**Exercise prompt**
Return the entries below verbatim. Pictures stay out.
_ _ _ _ _ _ _
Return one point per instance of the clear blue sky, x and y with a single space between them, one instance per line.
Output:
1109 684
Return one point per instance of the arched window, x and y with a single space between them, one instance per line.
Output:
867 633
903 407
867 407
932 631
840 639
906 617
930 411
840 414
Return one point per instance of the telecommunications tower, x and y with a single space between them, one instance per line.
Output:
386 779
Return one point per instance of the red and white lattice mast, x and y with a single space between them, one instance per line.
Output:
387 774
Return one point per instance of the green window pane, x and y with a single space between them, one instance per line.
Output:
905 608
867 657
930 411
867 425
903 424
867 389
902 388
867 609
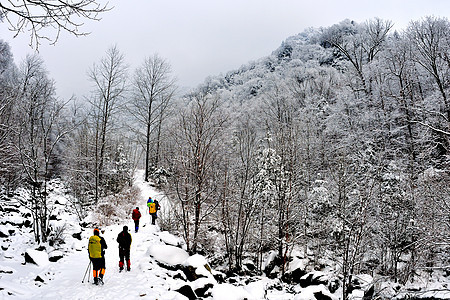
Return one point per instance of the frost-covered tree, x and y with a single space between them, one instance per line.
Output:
109 77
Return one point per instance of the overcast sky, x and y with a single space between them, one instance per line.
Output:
200 38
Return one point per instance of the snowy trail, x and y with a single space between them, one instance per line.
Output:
146 280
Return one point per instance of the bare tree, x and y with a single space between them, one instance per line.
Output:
61 15
153 89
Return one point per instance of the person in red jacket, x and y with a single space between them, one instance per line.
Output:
136 215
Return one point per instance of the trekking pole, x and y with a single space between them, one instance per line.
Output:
88 268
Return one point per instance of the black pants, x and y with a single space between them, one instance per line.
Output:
124 255
136 225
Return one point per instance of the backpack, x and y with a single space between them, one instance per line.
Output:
152 207
95 247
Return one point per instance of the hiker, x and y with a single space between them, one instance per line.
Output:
96 249
136 215
153 207
124 239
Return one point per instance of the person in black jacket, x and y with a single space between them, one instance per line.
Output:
124 239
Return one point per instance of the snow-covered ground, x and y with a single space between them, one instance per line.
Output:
64 279
158 264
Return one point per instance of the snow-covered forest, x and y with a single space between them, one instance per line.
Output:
331 154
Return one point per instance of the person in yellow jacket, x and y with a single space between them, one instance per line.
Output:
96 249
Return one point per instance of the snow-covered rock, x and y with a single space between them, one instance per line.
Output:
315 292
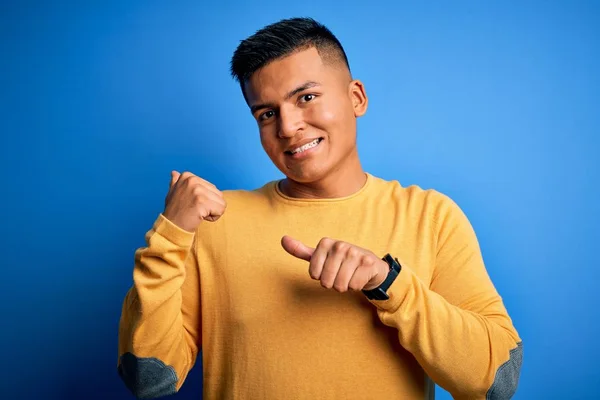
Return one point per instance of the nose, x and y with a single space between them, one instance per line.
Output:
290 121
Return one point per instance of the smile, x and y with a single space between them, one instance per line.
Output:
305 147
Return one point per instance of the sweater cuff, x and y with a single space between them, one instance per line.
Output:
172 232
397 291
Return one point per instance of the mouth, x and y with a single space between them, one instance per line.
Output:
304 149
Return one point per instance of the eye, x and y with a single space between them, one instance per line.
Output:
266 115
305 98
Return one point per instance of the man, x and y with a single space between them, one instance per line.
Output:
287 289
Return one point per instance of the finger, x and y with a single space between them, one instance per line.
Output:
318 258
297 248
360 277
174 177
332 264
194 180
345 273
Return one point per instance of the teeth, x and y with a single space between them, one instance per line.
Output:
306 146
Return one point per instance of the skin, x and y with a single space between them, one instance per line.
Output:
289 111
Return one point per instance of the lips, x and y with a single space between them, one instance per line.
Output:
302 143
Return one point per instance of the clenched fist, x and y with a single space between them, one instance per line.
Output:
339 265
191 199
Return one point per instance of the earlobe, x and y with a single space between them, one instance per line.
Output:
360 101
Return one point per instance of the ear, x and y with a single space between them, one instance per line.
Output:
358 97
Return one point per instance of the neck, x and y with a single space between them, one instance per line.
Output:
342 182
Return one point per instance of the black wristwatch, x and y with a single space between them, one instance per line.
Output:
380 292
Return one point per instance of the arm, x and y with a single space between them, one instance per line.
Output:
458 328
159 329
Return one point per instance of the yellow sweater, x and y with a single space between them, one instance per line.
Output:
266 330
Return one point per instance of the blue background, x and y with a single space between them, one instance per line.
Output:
497 105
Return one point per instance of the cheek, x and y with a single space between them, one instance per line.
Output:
269 142
330 115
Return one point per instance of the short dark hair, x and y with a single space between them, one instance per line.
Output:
280 39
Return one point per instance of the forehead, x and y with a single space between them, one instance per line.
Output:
277 78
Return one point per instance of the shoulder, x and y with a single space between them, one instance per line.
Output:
419 203
414 196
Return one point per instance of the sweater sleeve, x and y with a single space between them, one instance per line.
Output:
457 328
159 329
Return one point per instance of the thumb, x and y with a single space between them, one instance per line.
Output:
297 248
174 177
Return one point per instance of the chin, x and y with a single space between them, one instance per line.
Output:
305 175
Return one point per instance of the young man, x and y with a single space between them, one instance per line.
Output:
328 284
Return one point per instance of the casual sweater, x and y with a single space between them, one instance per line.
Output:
230 293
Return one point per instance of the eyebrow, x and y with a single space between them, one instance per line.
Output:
292 93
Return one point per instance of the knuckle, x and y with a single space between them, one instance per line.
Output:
326 284
353 252
340 246
340 287
325 241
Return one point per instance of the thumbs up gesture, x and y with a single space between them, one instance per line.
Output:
339 265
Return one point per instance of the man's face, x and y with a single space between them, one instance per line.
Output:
306 112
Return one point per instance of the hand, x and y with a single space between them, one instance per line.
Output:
340 265
191 199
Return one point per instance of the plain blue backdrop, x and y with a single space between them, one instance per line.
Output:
496 104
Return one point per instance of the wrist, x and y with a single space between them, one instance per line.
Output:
380 292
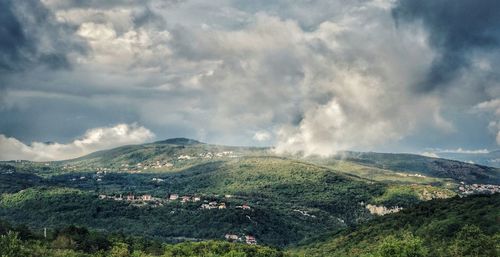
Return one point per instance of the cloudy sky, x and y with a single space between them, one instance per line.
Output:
311 76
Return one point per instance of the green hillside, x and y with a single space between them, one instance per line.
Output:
417 164
288 200
452 227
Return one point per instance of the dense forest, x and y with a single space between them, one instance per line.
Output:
185 198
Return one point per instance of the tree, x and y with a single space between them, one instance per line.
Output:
471 241
406 246
11 245
120 250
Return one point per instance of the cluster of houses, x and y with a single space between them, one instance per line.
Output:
466 189
171 198
247 239
70 167
150 198
210 155
412 175
305 213
213 205
382 210
220 206
138 167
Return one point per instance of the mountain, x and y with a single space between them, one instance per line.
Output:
181 189
420 165
491 158
446 227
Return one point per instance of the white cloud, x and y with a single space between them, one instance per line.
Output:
430 154
262 136
93 140
329 75
493 107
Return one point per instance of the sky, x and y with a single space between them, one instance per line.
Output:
306 76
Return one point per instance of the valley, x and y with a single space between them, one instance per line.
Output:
_ _ _ _ _ _ _
**Solution below**
Return one point per instance of the clear blue sky, x and y with a single space between them, one instance per line.
Output:
1109 684
Return one point per instance of the arched window, x and y with a single space between them, one instance per line.
Output:
867 633
903 407
867 407
932 631
840 639
906 617
930 411
840 414
Return one point per instance of the telecommunications tower, x and y with a single space between them, one instance per line.
Output:
386 779
Return one point per instance of the red and white lattice mast, x and y with a single space between them, one instance per line.
Output:
387 774
Return one point per instance of the green window pane, x and y with a single space between them, one instance per line.
Output:
905 608
867 657
930 411
867 425
903 424
867 389
902 388
867 609
Return one point per instance of the frost-covered tree, x and y with a single space between them, one instance per line.
Output:
109 77
Return one point per instance of the overcast sky, x and y with a single space between them, one instance per line.
Output:
200 38
Return one point per instance of the snowy trail, x and y with a single space between them, one instance per line.
Output:
146 280
Return one point per instance of the bare tree, x and y with a single space between them, one instance per line.
Output:
61 15
153 89
Return one point per instance of the person in red jacket, x and y with a single space between them, one instance per line.
Output:
136 215
Return one point per instance of the trekking pole, x and y with a single space between them, one instance per line.
Output:
88 268
Return one point per instance of the black pants, x and y with a single space between them, one instance per line.
Output:
124 255
136 225
Return one point per instance of the backpack, x and y with a single space between them, one instance per line.
Output:
152 207
95 247
Return one point per instance of the hiker, x and y with a single space between them, one instance per line.
Output:
96 249
136 215
153 207
124 239
Return one point per instance of the person in black jacket, x and y with a single space between them, one instance per line.
Output:
124 239
Return one point per instance of the snow-covered ground, x and y with a single space between them, one instance per line.
Output:
64 279
158 264
Return one point per instance of the snow-covered forest, x and y with a single space between them, one instance per line.
Output:
331 154
Return one point per instance of the person in yellow jacket, x and y with a single space between them, one instance per line.
Output:
96 249
Return one point per instance of the snow-covered rock, x and y with a single space between them, one instance per line.
Output:
315 292
Return one point per instance of the nose, x and y with a single space between them, one instance per line.
Output:
290 121
Return one point per instance of the smile, x and y with a single space between them, one instance per line.
Output:
305 147
Return one point per instance of the sweater cuff, x and y with a single space between them, one instance per line.
Output:
172 232
397 291
Return one point per instance of the mouth, x and y with a single space between them, one instance per line.
Output:
304 149
Return one point per instance of the eye, x and y with a single space between them, one instance per line.
Output:
266 115
305 98
Return one point per instance of the man, x and y with a single space between them, one instance per line.
Output:
287 289
Return one point per instance of the finger, x and y with a single space between them, one instance per line.
Output:
318 258
297 248
360 277
174 177
332 264
194 180
345 273
Return one point per instance of the teeth, x and y with a single space between them, one instance per line.
Output:
306 146
Return one point per instance of the skin, x and y with a single space between them, one instance per line.
Output:
289 111
Return one point per instance of the lips, x and y with a single space between them, one instance per line.
Output:
302 143
Return one point per instance of the clenched fist, x and y with a single space between them, one instance per line.
Output:
339 265
191 199
Return one point per instance of the earlobe, x and y with a single space between them, one instance per line.
Output:
360 101
Return one point per instance of the ear, x and y with a single space between them, one instance per line.
Output:
358 97
Return one point per instance of the neck, x and y with a single space between them, one instance per line.
Output:
342 182
Return one point per instance of the black wristwatch, x and y with a single space between them, one instance per line.
Output:
380 292
Return one point per instance of the arm, x and y with a single space between them, one instance per line.
Output:
458 328
159 329
Return one point per instance of the yellow sweater, x and y with a single space between them, one instance per line.
Output:
266 330
Return one point per instance of the blue background, x and y with a single space between them, one instance per line.
Output:
497 105
Return one point per instance of the cheek, x and y with a single space between them, one instance per line.
Output:
269 142
330 115
Return one point per instance of the short dark hair, x and y with a single space between them, one instance per line.
Output:
280 39
Return one point per instance of the forehead, x and y with a single space between them, one instance per line.
Output:
277 78
Return one point per instance of the shoulder, x and y with a single space between them, one instance per line.
Output:
419 203
414 196
Return one point per instance of the sweater sleeve, x and y with a single space between them, one instance per line.
Output:
457 328
159 329
Return one point per instance of the thumb, x and y with a single space between them, one instance per line.
Output:
297 248
174 177
Return one point per instance of the chin, x and y with a single space between them, one instance per line.
Output:
305 175
Return one point per instance of the young man, x and y with a single space between them, one instance per line.
Output:
328 284
Return one point per instance of the casual sweater, x and y with a single space between them, one instance per line.
Output:
230 293
Return one point per instance of the eyebrow, x and y with a single space between them, one instance per line.
Output:
292 93
Return one point per instance of the knuckle, x and y with a single space between them, one instance per line.
Output:
326 284
353 252
340 246
340 287
325 241
Return one point per instance of the thumbs up gesture, x and y with a single space between them, one instance per line.
Output:
339 265
Return one point per instance of the man's face, x and y with a single space between them, one instance per line.
Output:
306 112
Return one point per instance of the hand, x and y with a single space between them, one instance per line.
Output:
340 265
191 199
Return one point per instance of the plain blue backdrop, x and y with a single space between them, one instance per line.
Output:
496 104
Return one point per instance of the wrist, x and y with a single space between them, one instance per line.
Output:
380 292
Return one point per instance of the cloudy sky, x and y with a single space between them, one instance per line.
Output:
311 76
Return one point per instance of the green hillside, x and y with a single space between them, one instance per line.
Output:
417 164
288 200
452 227
Return one point per instance of the dense forest, x and y with a single space between them, one instance per line.
Output:
185 198
Return one point per instance of the tree, x and y with a single space between them, one instance per line.
Output:
471 241
406 246
11 245
120 250
Return one point per instance of the cluster of houses, x and y with a single space between them, one instance per line.
Output:
466 189
171 198
247 239
70 167
150 198
210 155
412 175
305 213
213 205
382 210
220 206
138 167
Return one point per instance of the mountain, x and y with a single space between them, one instance per line.
Output:
181 189
420 165
491 158
446 227
Return one point per instance of the white cloud, x and y with a single space between them, one instance per line.
Output:
430 154
262 136
93 140
329 75
493 107
Return one point per instance of the sky, x and y with a single space between them, one instance per line.
Output:
306 76
Return one point per instance of the valley, x and y with a single space between them, one instance per line.
Output:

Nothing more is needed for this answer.